PROVIDED PASSAGE »

Naijeria: In addition to all Lisa said, I think it’s important that during the data validation phase you actually involve the people who you interviewed initially to collect this data and not make assumptions on the insights you gathered. Involvement of stakeholders in the whole analytics process can often be overlooked.

Lisa: Yes, and if we don’t get it right, the risk is poorly-designed products that don’t reach the people they are intended for. We protect against this at Girl Effect by involving people in our product design who are closest to the communities we work with and have experience of the issues discussed. For instance, when we retrain the AI in Big Sis, which enables the chatbot to recognise and respond to girls’ statements, we have a team who checks if the phrases are accurate. That team is made of South African women, gender experts and content specialists who understand the communities we work with.

Q: How else do we capture girls’ voices in our data collection at Girl Effect?

Naijeria: My question with data is always: who is collecting the data and is the community involved? If you are going to collect data about me, involve me from the beginning and help me understand the context. That’s the approach we take at Girl Effect through our Technology-Enabled Girl Ambassadors, for example. TEGA is Girl Effect’s girl-operated research tool, co-created with young women, that enables girls to collect real-time insights into the lives of their peers.

Lisa: Research methods are such an important component. What does intention and compensation mean for someone who is essentially a co-author of the research? I’ve always been so fascinated by TEGA. The programme is designed to upskill and economically empower, and each TEGA gains an internationally-recognised market research qualification from the Market Research Society. They are trained and paid accredited researchers.

Q: Finally, what particular struggles do you think NGOs face in terms of how to use, organise and understand data? What could be done to overcome them?

Lisa: Many NGOs are trying to solve the same problems. But we don’t always have the time, budget and scope to collect data so that it can be shared with each other, in a shared repository, for instance. So one of the calls-to-action for non-profits could be to say: let’s make sure we’re standardising our approaches to data for global usage

Naijeria: The challenge I see is that data is often attached to a specific project, to answer a specific question. If, for example, you were doing a project on the use of sanitary towels in Kenya, the final analysis and report would only focus on that. But there are other nuggets of information that you might leave out of the report, because it is not directly relevant to the research question. When you’re collecting data about access to sanitary towels, for example, there are many other aspects that affect a girls’ access to them. Are we reporting on this as well? We forget that a lot of data has been collected over time in various projects by different organizations.

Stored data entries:
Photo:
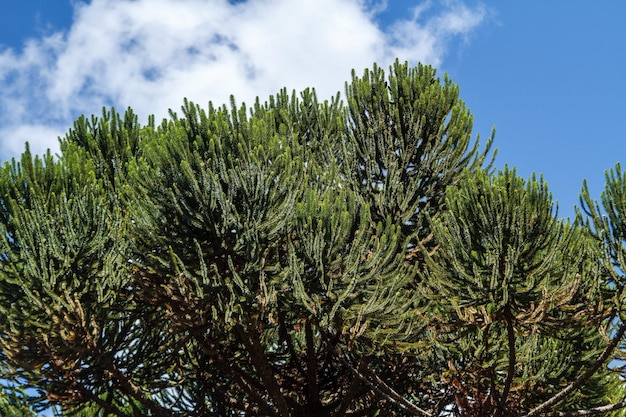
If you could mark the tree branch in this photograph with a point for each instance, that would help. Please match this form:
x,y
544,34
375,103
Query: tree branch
x,y
512,357
386,391
596,410
252,343
584,377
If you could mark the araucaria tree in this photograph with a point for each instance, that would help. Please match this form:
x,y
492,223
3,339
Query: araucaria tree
x,y
305,258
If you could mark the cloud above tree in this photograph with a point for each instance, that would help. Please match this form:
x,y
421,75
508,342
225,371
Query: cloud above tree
x,y
150,54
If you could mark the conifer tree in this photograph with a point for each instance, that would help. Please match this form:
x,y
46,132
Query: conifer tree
x,y
518,300
300,258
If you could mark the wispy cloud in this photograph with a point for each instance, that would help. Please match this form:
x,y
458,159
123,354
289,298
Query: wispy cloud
x,y
150,54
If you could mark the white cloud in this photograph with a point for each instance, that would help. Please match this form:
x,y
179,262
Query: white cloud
x,y
150,54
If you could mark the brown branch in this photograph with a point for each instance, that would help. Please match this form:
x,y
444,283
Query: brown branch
x,y
596,410
311,365
385,390
584,377
110,409
252,343
240,378
512,357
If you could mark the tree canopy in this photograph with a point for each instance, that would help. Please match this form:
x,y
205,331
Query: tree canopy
x,y
352,257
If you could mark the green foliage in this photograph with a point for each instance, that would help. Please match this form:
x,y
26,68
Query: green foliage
x,y
303,258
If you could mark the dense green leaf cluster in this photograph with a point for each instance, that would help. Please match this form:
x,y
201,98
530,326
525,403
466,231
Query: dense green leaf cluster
x,y
305,258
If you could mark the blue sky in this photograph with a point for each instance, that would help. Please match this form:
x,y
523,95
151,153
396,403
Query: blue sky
x,y
548,75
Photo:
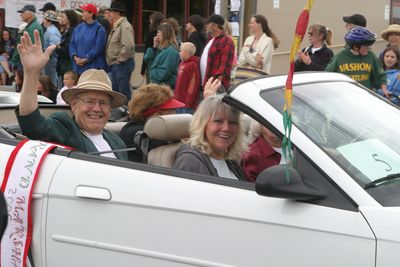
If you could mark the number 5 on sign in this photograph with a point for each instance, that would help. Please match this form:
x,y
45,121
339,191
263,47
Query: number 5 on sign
x,y
372,158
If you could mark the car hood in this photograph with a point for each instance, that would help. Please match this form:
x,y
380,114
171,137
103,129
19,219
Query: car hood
x,y
384,221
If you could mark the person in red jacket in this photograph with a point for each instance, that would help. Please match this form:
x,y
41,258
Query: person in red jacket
x,y
187,85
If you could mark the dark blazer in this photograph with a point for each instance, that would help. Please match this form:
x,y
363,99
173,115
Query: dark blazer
x,y
60,128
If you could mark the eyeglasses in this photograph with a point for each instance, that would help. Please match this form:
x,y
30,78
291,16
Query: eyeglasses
x,y
91,102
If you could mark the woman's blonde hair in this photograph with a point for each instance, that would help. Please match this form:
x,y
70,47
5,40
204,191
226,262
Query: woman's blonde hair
x,y
148,96
327,34
209,108
169,37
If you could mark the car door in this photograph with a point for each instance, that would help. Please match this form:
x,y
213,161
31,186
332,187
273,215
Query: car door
x,y
104,212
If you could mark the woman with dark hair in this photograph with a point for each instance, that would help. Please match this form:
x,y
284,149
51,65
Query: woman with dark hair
x,y
46,88
7,44
258,48
391,65
316,56
68,21
163,57
175,25
155,21
195,28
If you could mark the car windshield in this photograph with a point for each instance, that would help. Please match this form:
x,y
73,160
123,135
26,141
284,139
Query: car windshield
x,y
354,127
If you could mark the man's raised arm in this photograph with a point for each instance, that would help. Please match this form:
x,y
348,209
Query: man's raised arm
x,y
33,60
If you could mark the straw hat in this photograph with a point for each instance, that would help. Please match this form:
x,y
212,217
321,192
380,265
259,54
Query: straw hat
x,y
392,28
50,15
94,80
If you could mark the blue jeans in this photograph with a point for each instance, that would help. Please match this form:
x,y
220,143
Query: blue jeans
x,y
51,70
121,77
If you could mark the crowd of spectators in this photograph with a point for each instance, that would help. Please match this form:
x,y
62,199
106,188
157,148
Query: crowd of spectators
x,y
89,57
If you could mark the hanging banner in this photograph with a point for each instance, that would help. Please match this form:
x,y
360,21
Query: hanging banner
x,y
20,175
13,20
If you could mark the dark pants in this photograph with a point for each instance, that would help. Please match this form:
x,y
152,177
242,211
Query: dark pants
x,y
121,77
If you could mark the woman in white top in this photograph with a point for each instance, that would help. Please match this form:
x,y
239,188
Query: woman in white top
x,y
258,48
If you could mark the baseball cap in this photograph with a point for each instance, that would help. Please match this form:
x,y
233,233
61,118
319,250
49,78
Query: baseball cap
x,y
90,8
356,19
30,8
48,6
217,19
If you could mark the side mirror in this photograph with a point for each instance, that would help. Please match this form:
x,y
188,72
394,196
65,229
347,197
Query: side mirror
x,y
283,181
3,215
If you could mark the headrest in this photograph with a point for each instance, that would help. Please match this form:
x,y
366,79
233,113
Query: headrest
x,y
172,127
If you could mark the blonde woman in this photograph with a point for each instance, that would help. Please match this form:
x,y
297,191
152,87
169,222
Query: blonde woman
x,y
163,57
316,56
216,141
258,48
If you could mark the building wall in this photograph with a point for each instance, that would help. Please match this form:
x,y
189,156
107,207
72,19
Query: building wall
x,y
283,22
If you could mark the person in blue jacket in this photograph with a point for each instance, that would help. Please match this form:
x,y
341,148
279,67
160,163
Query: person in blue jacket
x,y
163,57
391,66
87,46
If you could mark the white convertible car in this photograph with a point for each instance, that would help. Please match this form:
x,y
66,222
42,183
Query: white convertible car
x,y
341,207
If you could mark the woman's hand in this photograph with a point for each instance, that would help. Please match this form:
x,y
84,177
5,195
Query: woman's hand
x,y
211,87
32,56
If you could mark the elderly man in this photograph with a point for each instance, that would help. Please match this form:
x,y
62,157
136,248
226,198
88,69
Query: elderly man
x,y
216,60
91,102
120,51
28,15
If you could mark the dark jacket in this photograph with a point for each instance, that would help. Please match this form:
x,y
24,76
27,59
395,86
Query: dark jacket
x,y
163,65
192,160
187,85
88,41
319,60
30,28
199,40
64,61
148,42
60,128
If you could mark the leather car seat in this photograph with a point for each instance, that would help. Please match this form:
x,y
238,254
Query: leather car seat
x,y
171,129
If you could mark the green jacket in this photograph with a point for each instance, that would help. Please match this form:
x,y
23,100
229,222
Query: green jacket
x,y
163,65
363,69
60,128
30,28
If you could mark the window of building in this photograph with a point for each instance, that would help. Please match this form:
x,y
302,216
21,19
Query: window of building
x,y
395,12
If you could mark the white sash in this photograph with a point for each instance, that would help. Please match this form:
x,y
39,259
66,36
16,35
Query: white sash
x,y
19,178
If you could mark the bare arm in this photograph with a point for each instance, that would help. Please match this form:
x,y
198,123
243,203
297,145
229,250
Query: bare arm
x,y
33,60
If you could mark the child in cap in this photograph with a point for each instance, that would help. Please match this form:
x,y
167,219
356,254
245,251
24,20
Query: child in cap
x,y
70,79
187,86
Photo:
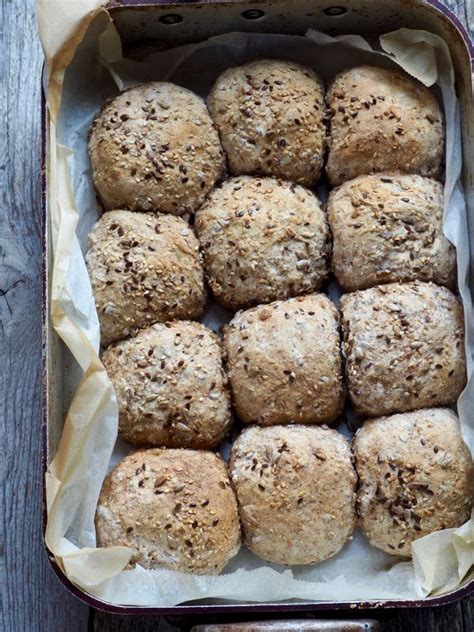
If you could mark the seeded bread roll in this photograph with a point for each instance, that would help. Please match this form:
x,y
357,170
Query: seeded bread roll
x,y
404,347
270,116
154,147
170,386
415,477
284,362
389,228
263,239
174,508
143,268
382,120
295,489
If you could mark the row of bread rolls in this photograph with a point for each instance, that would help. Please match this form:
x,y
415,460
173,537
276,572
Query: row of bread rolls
x,y
157,147
403,349
262,239
296,491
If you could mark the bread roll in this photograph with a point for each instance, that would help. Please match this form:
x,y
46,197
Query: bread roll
x,y
389,228
270,116
295,487
404,347
284,362
154,147
415,477
263,239
171,387
144,268
382,120
174,508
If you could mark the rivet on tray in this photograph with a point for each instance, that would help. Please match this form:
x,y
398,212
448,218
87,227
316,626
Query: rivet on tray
x,y
334,11
171,18
253,14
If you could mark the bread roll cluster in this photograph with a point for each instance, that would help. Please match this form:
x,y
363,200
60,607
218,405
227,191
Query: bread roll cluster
x,y
264,244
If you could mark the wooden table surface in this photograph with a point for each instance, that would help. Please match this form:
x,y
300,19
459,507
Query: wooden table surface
x,y
32,598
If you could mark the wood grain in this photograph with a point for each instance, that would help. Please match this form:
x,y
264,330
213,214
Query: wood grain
x,y
32,598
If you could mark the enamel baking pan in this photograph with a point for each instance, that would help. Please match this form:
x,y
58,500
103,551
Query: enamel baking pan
x,y
175,23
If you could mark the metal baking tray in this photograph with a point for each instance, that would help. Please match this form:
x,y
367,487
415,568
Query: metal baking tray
x,y
174,23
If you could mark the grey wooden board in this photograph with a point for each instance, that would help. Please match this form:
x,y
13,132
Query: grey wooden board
x,y
33,600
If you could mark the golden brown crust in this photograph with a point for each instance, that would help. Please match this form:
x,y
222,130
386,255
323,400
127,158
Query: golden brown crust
x,y
415,477
270,116
284,362
171,386
382,120
404,347
295,487
144,268
387,228
263,239
175,508
154,147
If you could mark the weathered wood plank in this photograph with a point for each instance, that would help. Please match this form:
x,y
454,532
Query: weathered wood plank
x,y
33,600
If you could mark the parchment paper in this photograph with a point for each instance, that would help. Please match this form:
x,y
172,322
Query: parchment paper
x,y
76,38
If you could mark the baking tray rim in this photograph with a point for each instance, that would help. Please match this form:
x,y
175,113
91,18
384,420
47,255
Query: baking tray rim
x,y
198,608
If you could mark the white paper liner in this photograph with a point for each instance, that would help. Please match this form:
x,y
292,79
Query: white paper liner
x,y
360,572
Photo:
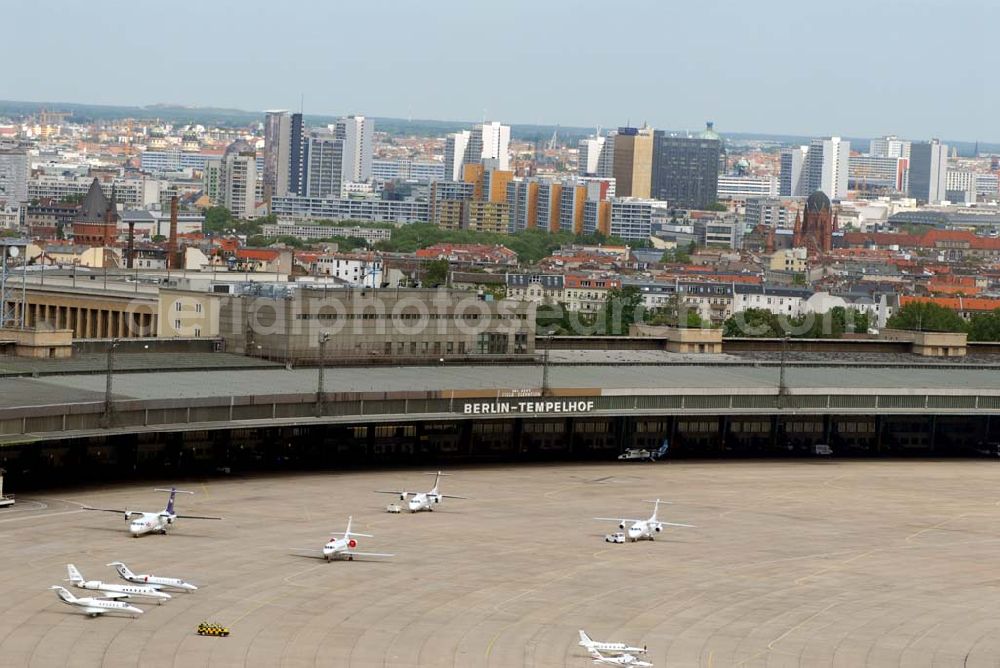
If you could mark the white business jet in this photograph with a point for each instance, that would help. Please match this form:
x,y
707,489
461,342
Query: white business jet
x,y
129,576
113,590
154,522
95,606
423,500
621,660
589,644
644,529
343,547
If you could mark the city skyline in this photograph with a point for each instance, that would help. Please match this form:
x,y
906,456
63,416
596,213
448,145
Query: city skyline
x,y
666,79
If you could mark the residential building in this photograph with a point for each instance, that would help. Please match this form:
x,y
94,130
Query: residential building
x,y
889,146
277,153
324,175
298,151
358,135
791,181
686,169
632,218
367,209
747,187
632,167
14,171
238,180
928,175
879,173
312,232
595,157
826,167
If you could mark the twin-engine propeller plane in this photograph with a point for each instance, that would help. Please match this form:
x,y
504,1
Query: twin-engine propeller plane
x,y
155,580
644,529
145,522
113,591
423,500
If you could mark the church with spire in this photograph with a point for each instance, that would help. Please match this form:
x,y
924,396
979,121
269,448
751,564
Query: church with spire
x,y
96,224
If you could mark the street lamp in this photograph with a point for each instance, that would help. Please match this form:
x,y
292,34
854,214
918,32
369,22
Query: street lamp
x,y
323,338
109,407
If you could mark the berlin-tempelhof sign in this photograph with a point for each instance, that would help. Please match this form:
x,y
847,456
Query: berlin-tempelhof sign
x,y
527,407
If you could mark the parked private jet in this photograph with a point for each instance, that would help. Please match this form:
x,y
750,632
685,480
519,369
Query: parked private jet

WORK INSTRUCTIONS »
• 1. In the interview about data at Girl Effect, who makes up the team that checks whether the phrases are accurate when the AI in Big Sis is retrained?
• 2. Carry the interview about data at Girl Effect forward from its final line.

TASK RESPONSES »
• 1. South African women, gender experts and content specialists who understand the communities Girl Effect works with.

• 2.
Lisa: The other challenge we all experience working in tech in the nonprofit space, is mapping user journeys across complex digital ecosystems of multiple products and platforms, from Google to Facebook, to TikTok. It is really hard to tell if a user has asked a specific question, accessed a service provider, or is now ready for my next recommendation to support them on their journey. But it is exciting and so important. That’s why we are working on our new Data Platform Mission at Girl Effect to try to understand the unique user journeys that exist through our products and product ecosystems, and I strongly suspect that we’re going to find something that surprises us in terms of learning how to tell stories differently about data and making connection points. Ultimately we want to make sure we’re providing girls with the most relevant content and experiences possible for them.

Thank you both!

At Girl Effect, we take girls’ data very seriously. All of our tech products require active consent from girls before they engage with our content, and the data is anonymised and has no PII. We are transparent about how we will use girls’ data and have designed our consent process with data protection and youth participation experts to ensure it is as youth friendly as possible. We regularly review our terms and conditions to ensure they are up-to-date and user friendly.